#### [Text block]
------------------------------------------------------------------------

The anti-gun-rights Brady PAC is “planning to invest in Democratic candidates in Texas,” according to The Texan, removing any doubt about which way the gun control group expects those politicians to vote on Second Amendment issues.
The lengthy report quotes Brian Lemek, executive director of the PAC, who promises Brady will be “maxing out federal contribution limits on behalf of freshman Representative Lizzie Fletcher.” She represents the 7th Congressional District, the story detailed, and according to Lemek’s perspective, “Lizzie is a champion of our cause.”
This is a fact already known by Houston area gun owners, for whom nobody apparently speaks on Capitol Hill. Brady evidently wants to keep it that way.
In addition to Fletcher, the Brady PAC will also reportedly be supporting other Democrats in Texas races including Wendy Davis (21st District) versus Republican Chip Roy, Sri Kulkarni (22nd District) to replace retiring Republican Pete Olson, Gina Ortiz (23rd District) to replace Republican Will Hurd and incumbent Democrat Colin Allred (32nd District).
According to The Texan, Rep. Roy is “a strong advocate for Second Amendment rights who voted against Brady PAC’s favored legislation.”
Hoping to keep the 22nd District conservative are candidates Troy Nehls, sheriff of Fort Bend County, and conservative activist Kathaleen Wall. They will face off in a July primary, the story noted.
The importance of Texas congressional races cannot be overstated, thanks to a remark by House Speaker Nancy Pelosi (D-CA), found on the “FlipTheTXHouse” website.
“Texas is ground zero for us in the next election,” says Pelosi. “When it turns, and it will soon, it will make all the difference right here in Texas, and in the lives of individuals, it will make a difference in the country, and it will make a difference in the world.”
Lest anyone think guns are no longer an issue in the 2020 election, thanks to the coronavirus pandemic panic, a piece in the New York Times should correct that assumption. Times at-large opinion writer Charlie Warzel compares what appears to be a dulling of public alarm about the COVID-19 outbreak and the number of deaths attributed to the disease and an apparent numbness about firearms-related fatalities.

------------------------------------------------------------------------

Natural-language object grounding data:
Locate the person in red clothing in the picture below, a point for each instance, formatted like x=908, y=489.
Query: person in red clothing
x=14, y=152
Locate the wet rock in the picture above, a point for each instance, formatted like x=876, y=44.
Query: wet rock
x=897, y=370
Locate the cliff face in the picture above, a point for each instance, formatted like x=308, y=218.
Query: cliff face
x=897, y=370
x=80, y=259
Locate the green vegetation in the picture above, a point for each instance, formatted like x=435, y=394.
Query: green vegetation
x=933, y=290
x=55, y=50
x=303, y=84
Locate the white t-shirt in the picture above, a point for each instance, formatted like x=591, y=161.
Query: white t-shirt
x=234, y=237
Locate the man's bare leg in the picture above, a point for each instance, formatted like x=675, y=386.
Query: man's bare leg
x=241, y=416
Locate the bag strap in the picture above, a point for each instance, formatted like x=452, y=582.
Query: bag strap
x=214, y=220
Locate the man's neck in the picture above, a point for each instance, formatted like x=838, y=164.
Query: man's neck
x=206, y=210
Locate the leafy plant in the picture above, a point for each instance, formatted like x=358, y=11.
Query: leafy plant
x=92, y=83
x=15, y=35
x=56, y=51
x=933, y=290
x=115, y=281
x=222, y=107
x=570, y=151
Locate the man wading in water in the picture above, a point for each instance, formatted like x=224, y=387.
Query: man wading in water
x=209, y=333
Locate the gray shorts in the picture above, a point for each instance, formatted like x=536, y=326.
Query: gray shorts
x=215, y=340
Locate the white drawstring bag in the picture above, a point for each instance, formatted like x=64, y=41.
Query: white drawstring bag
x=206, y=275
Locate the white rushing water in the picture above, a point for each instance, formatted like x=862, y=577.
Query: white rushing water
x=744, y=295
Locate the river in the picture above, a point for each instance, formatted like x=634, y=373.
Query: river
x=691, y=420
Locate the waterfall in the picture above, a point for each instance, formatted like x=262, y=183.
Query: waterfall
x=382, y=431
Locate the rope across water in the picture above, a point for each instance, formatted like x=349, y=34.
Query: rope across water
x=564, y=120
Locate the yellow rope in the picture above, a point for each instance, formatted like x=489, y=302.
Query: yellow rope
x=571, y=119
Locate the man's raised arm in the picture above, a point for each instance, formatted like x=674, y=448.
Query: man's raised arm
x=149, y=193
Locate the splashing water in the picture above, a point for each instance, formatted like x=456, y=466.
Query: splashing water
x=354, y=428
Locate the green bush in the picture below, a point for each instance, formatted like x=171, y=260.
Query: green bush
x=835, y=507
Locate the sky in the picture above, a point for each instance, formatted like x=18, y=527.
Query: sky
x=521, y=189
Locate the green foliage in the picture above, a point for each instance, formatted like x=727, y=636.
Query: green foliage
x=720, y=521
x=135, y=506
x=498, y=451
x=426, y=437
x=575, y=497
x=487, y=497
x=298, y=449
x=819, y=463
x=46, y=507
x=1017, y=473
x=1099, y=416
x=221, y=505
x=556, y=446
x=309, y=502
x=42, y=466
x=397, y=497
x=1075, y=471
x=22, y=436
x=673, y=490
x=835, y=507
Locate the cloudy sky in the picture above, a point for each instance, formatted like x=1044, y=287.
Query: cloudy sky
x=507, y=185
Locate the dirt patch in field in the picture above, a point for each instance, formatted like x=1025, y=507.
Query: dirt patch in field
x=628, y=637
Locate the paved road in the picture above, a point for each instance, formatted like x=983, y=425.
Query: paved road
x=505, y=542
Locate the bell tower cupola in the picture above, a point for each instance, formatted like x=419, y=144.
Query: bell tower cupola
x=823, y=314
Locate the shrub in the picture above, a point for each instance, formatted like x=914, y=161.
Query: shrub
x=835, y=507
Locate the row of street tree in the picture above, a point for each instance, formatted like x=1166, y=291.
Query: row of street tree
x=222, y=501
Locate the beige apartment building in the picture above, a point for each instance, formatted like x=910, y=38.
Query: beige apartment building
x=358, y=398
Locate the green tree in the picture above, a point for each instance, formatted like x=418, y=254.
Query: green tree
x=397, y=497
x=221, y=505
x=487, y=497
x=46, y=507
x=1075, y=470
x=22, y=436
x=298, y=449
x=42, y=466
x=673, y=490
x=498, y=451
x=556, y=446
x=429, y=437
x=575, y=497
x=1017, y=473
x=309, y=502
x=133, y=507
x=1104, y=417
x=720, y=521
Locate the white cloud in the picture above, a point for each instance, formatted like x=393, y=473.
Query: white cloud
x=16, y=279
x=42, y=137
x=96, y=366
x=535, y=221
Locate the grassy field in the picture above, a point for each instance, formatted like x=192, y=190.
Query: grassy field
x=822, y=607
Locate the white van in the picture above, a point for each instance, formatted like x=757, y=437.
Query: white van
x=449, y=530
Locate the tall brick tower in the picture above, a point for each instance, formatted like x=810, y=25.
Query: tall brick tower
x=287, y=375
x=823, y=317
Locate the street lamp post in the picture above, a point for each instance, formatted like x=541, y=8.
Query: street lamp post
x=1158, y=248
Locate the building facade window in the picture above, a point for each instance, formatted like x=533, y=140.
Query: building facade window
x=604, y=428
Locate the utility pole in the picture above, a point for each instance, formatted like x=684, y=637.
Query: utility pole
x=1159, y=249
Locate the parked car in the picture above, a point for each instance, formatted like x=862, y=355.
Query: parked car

------------------------------------------------------------------------

#### [What you need to do]
Reproduce the passage of the Brady PAC article from "The anti-gun-rights Brady" to "it that way.".

#### [Your solution]
The anti-gun-rights Brady PAC is “planning to invest in Democratic candidates in Texas,” according to The Texan, removing any doubt about which way the gun control group expects those politicians to vote on Second Amendment issues.
The lengthy report quotes Brian Lemek, executive director of the PAC, who promises Brady will be “maxing out federal contribution limits on behalf of freshman Representative Lizzie Fletcher.” She represents the 7th Congressional District, the story detailed, and according to Lemek’s perspective, “Lizzie is a champion of our cause.”
This is a fact already known by Houston area gun owners, for whom nobody apparently speaks on Capitol Hill. Brady evidently wants to keep it that way.